Problems:
1/ Decide whether each statement agrees with the post about racism in D&D settings below, answering yes or no and quoting the deciding words from the post. (a) The writer's homebrewed D&D world contains no racism. (b) The Forinthian Empire is described as human. (c) The writer would refuse to discuss the matter with a player who was put off by it.
2/ In the post about racism in D&D settings below, which game does the writer name as an example of past experience with the group in pseudohistorical settings?
3/ Pick up the post about racism in D&D settings below after its last sentence and continue writing it.
[Start of Quoted text]
So my first answer was going to be "Depends on the group", but given this clarification, I would run it with all the warts included. I know that's not for everyone, and if I had someone who was put off by that, I would be open to discussing it, but that's my preferred style, and it seems to be okay with all the people I play D&D with, based on my knowledge of them as people as well as experiences we've had with e.g. Deadlands and the like, in pseudohistorical settings.

Even in my own homebrewed D&D world, there is lots of racism, from the classic "elves and dwarves tend to not like each other" to the perhaps more sketchy "a lot of the prejudices against gnomes are modeled on anti-Semitic tropes from the real world" approach I adopted waaaaay back before I even recognized it as problematic that has continued by virtue of it being established canon. There are also analogs to colonial powers, including ones where the prejudices are within one race and based on culture or ethnicity, e.g. the (human) Forinthian Empire exploited, colonized, and horribly abused many many MANY other human ethnicities.
[End of Quoted text]
[Start of Provided records]
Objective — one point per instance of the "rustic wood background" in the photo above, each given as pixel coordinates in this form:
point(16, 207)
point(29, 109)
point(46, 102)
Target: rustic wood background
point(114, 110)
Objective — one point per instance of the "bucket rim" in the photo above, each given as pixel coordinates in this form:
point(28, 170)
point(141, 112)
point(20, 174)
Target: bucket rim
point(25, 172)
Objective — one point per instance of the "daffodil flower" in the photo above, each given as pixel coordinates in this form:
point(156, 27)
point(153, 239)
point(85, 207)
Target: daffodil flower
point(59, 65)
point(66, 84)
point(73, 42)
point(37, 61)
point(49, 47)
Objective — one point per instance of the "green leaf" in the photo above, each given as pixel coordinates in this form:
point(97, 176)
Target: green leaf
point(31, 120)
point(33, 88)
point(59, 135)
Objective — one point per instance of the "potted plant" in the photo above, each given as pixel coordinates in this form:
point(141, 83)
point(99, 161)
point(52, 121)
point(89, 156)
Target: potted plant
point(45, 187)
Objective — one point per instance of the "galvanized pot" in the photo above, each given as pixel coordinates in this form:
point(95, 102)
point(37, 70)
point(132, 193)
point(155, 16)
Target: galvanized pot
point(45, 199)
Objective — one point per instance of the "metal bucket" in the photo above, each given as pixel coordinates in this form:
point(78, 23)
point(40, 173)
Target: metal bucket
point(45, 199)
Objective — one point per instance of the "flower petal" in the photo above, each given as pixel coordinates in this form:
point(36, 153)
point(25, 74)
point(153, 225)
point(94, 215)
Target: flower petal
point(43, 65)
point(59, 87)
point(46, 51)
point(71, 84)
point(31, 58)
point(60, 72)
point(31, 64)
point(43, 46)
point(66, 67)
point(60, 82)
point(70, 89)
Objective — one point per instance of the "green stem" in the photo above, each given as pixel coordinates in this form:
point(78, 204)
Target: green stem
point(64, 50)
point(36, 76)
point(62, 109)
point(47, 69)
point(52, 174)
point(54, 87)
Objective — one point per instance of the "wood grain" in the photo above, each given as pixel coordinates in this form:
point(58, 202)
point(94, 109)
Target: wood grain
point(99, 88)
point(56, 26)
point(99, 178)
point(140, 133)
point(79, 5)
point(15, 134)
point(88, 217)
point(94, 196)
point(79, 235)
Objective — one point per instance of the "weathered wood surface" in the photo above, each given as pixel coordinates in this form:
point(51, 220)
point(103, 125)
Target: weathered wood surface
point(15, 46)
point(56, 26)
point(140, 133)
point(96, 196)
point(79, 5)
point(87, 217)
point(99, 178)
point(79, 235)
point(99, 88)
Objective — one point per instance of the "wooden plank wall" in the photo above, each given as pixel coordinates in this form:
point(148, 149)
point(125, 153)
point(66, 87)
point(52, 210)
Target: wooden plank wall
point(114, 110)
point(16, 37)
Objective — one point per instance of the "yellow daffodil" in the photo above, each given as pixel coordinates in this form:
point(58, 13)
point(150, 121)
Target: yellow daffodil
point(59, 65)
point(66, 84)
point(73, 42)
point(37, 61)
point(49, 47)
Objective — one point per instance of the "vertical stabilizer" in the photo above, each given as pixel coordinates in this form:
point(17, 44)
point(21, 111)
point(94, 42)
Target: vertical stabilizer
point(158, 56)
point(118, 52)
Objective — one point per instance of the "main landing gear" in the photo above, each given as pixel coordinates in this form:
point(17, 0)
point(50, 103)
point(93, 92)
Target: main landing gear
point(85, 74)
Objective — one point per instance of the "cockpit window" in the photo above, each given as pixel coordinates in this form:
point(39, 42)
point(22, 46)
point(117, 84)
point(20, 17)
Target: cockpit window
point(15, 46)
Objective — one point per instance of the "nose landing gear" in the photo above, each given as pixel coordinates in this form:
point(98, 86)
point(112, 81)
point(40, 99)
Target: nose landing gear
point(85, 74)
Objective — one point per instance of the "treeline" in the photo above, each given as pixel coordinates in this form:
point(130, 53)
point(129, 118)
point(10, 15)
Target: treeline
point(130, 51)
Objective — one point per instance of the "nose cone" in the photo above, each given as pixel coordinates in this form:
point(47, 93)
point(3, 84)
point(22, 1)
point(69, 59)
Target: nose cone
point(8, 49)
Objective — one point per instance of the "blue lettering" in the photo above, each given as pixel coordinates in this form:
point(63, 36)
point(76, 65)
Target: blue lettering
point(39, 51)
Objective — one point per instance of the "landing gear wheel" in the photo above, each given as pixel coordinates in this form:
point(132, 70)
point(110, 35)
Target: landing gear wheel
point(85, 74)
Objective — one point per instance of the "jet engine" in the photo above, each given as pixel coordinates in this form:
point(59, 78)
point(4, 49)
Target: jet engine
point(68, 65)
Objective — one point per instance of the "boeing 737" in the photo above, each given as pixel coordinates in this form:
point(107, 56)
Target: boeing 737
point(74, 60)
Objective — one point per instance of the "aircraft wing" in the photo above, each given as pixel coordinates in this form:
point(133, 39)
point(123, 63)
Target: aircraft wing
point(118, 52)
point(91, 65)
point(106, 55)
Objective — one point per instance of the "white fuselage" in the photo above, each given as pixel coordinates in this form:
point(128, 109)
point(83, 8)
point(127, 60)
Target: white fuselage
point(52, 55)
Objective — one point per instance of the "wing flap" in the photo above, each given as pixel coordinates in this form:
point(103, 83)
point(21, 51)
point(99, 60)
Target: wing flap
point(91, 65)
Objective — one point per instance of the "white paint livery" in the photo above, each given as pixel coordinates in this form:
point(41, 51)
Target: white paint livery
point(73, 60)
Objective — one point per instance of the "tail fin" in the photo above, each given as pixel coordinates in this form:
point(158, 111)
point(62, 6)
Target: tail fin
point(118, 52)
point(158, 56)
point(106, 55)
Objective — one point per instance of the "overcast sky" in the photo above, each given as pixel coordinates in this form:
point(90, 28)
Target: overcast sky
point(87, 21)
[End of Provided records]
[Start of Provided records]
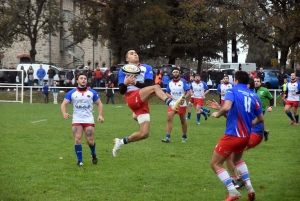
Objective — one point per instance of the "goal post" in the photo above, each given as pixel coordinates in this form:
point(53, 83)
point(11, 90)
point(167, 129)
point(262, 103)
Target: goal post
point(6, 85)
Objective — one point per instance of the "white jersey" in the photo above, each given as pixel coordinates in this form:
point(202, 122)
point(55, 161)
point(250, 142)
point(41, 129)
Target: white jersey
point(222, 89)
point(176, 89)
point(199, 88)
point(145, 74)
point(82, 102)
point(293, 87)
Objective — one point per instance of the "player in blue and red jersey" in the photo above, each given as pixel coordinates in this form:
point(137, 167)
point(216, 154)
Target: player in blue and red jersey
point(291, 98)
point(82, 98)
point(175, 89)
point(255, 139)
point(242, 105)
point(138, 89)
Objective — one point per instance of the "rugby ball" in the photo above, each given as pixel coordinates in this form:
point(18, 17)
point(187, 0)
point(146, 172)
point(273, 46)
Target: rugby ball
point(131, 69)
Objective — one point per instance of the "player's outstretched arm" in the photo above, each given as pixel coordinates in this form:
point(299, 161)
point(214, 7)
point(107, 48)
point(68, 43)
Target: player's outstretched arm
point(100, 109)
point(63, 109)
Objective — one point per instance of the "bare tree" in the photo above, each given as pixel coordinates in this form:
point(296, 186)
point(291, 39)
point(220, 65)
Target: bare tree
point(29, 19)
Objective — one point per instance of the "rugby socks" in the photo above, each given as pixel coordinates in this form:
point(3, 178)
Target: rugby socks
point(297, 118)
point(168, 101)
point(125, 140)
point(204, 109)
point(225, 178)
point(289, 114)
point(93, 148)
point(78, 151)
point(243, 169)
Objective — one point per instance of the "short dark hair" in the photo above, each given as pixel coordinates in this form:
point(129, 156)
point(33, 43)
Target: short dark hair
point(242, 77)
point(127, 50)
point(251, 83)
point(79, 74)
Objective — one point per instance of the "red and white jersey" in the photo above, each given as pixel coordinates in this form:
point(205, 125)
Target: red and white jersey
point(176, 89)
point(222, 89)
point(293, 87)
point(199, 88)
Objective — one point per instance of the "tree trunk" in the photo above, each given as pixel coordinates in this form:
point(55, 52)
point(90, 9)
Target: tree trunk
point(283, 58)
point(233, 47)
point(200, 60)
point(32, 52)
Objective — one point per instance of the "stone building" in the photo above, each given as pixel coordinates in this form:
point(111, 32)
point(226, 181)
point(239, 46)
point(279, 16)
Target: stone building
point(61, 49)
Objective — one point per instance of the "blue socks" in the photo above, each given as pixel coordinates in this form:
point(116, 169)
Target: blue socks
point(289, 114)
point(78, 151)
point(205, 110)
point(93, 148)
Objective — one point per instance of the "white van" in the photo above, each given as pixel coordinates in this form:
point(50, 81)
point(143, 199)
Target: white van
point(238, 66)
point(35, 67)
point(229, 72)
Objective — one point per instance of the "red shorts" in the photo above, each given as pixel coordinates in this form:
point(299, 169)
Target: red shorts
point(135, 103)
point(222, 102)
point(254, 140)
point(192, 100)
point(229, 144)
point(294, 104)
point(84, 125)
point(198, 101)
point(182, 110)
[End of Provided records]
[Start of Provided records]
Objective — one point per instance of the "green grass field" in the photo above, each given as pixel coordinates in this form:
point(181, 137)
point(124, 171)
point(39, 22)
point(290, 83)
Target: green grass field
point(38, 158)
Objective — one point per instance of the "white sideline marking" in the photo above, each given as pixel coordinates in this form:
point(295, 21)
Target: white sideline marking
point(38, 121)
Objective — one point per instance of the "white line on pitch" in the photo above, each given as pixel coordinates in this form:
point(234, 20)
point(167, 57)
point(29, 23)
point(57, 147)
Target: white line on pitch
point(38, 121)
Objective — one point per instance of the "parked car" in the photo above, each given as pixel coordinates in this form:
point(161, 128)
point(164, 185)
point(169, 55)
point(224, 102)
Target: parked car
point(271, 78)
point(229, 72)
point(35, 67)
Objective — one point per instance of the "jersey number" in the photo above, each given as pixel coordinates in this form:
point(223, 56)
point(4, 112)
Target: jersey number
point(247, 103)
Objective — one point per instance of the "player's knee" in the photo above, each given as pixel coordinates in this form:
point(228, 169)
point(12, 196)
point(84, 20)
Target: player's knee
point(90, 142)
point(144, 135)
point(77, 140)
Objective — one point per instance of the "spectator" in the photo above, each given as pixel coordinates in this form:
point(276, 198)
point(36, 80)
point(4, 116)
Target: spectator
[End of Provided records]
Responses in order:
1/
(a) No: "Even in my own homebrewed D&D world, there is lots of racism"
(b) Yes: "the (human) Forinthian Empire"
(c) No: "I would be open to discussing it"

2/ Deadlands.

3/
I have slavery, I have religious conflicts, I have complicated things where the orcs of one particular continent struggled to get accepted as a "civilized" race for decades or even centuries. There are cultures that are terribly sexist, both with males on top and with females on top.

But here's the thing. Those prejudices aren't built in to the people, they are cultural norms. The pcs from those cultures are assumed to understand those prejudices but not necessarily to share them. And things like bigotry, religious division, colonization, etc, are things that I depict as true to the world but BAD. When I roleplay a murderer, there's no question that he's the bad guy (assuming the pcs know he's a murderer- exceptions may apply if they don't know The Truth yet). When I roleplay a bigot, it's clear that the bigotry is not at all a positive trait. Even when I RP bigotry against traditional enemy races, such as orcs or gnolls or goblins, I try to make it very clear that this isn't something for heroic pcs to emulate; it's something that they can try to overcome or change, that they have the opportunity to lead people away from. Slavers are not the good guys. Religious persecution isn't what the good guys do, even if the church they follow does; the good guys are reformers.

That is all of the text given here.